IG Live bergizi bersama Bu Zaitun Taher.
 


Begitu turun dari kereta komuter yang bertolak dari Surabaya ke Lamongan, saya langsung pantengin IG Live yang dimulai sejak pukul 19.00 WIB. Diskusi dan sharing berjalan gayeng, dipandu Mbak Dian bloger Sidoarjo yang mendampingi narasumber, yakni seorang advokat sekaligus pengurus bidang PPA (perlindungan perempuan dan anak) DPC PERADI Surabaya.

Dari Zaitun Taher, nama advokat itu, saya bisa menyarikan setidaknya tiga alasan mengapa perempuan korban KDRT enggan melayangkan laporan kepada pihak berwajib. Dan ini penting untuk dikabarkan sebagai peringatan agar tidak terulang.

Alasan pertama, perempuan diliputi ketakutan. Dia merasa khawatir karena mendapat intimidasi dan ancaman dari pasangan yang berpotensi mengulang tindakan kekerasan tersebut. 

Bu Zaitun mencontohkan, suatu kali ada suami yang mengancam korban KDRT,

"Kalau kamu berani macam-macam, berani lapor atau cerita keluargamu, nanti aku giniin. Sekarang cuma kamu yang kena, nanti keluargamu ikut kena juga. Aku hancurin keluargamu!"

**BAGIAN DATA:**

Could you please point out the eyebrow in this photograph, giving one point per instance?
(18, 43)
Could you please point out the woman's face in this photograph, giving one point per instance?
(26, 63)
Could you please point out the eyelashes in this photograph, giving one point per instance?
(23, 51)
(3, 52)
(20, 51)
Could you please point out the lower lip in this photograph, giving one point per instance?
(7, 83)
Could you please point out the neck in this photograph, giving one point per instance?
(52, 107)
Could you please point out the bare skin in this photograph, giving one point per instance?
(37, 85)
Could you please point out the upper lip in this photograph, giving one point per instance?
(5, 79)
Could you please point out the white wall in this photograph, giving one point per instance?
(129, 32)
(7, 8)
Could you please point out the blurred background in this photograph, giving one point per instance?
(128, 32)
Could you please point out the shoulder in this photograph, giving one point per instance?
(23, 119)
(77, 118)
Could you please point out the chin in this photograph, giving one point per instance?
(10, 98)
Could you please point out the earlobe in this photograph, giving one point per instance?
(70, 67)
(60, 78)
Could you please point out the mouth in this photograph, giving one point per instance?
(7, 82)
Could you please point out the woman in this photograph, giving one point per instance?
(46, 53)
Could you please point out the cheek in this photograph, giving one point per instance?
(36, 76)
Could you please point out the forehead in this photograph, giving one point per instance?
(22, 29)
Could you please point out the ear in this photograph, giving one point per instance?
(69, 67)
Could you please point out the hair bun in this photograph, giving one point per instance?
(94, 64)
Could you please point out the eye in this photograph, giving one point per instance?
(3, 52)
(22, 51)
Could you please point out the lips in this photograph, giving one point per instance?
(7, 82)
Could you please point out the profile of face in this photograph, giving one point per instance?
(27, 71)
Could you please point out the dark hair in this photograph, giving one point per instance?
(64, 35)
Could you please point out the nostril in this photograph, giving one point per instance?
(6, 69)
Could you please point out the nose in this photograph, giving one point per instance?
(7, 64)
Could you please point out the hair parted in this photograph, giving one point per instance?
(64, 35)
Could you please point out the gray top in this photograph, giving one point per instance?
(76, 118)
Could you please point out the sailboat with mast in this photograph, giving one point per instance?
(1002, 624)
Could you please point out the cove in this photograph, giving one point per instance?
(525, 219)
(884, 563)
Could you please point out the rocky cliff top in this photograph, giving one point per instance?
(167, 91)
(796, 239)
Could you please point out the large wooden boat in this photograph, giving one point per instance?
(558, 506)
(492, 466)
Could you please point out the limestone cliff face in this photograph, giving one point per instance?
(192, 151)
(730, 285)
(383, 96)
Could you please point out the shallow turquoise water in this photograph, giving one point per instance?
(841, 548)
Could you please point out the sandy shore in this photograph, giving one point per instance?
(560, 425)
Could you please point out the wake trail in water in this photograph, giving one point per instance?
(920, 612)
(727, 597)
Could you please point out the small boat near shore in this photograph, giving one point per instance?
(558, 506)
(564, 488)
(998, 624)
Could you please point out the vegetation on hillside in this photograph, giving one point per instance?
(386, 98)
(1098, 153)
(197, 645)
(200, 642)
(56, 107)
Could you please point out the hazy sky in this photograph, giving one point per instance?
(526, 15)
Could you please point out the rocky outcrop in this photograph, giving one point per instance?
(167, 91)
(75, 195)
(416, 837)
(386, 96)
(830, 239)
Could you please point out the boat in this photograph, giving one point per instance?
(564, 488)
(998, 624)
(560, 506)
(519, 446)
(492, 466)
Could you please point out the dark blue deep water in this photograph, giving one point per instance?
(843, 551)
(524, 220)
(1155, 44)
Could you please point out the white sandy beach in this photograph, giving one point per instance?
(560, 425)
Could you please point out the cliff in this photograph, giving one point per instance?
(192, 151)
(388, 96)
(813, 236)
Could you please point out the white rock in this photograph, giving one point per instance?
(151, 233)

**DAFTAR TUGAS:**
A - Tentukan apakah tiap pernyataan berikut sesuai dengan kutipan teks tentang IG Live bersama Zaitun Taher, lalu jawab ya atau tidak disertai kata-kata penentu dari teks yang dikutip persis. (i) IG Live dimulai sejak pukul 19.00 WIB. (ii) Acara dipandu oleh Zaitun Taher sendiri. (iii) Kereta komuter yang dinaiki penulis bertolak dari Lamongan ke Surabaya.
B - Menurut kutipan teks, Zaitun Taher menjadi pengurus bidang apa?
C - Salin dengan tepat bagian kutipan teks mulai dari "IG Live bergizi" sampai dengan "agar tidak terulang.".
Baris-baris data ini diambil dari sumber yang berbeda.

**KUNCI JAWABAN:**
A -
(i) Ya: "IG Live yang dimulai sejak pukul 19.00 WIB".
(ii) Tidak: "dipandu Mbak Dian bloger Sidoarjo yang mendampingi narasumber".
(iii) Tidak: "kereta komuter yang bertolak dari Surabaya ke Lamongan".

B - Bidang PPA (perlindungan perempuan dan anak) DPC PERADI Surabaya.

C -
IG Live bergizi bersama Bu Zaitun Taher.
 


Begitu turun dari kereta komuter yang bertolak dari Surabaya ke Lamongan, saya langsung pantengin IG Live yang dimulai sejak pukul 19.00 WIB. Diskusi dan sharing berjalan gayeng, dipandu Mbak Dian bloger Sidoarjo yang mendampingi narasumber, yakni seorang advokat sekaligus pengurus bidang PPA (perlindungan perempuan dan anak) DPC PERADI Surabaya.

Dari Zaitun Taher, nama advokat itu, saya bisa menyarikan setidaknya tiga alasan mengapa perempuan korban KDRT enggan melayangkan laporan kepada pihak berwajib. Dan ini penting untuk dikabarkan sebagai peringatan agar tidak terulang.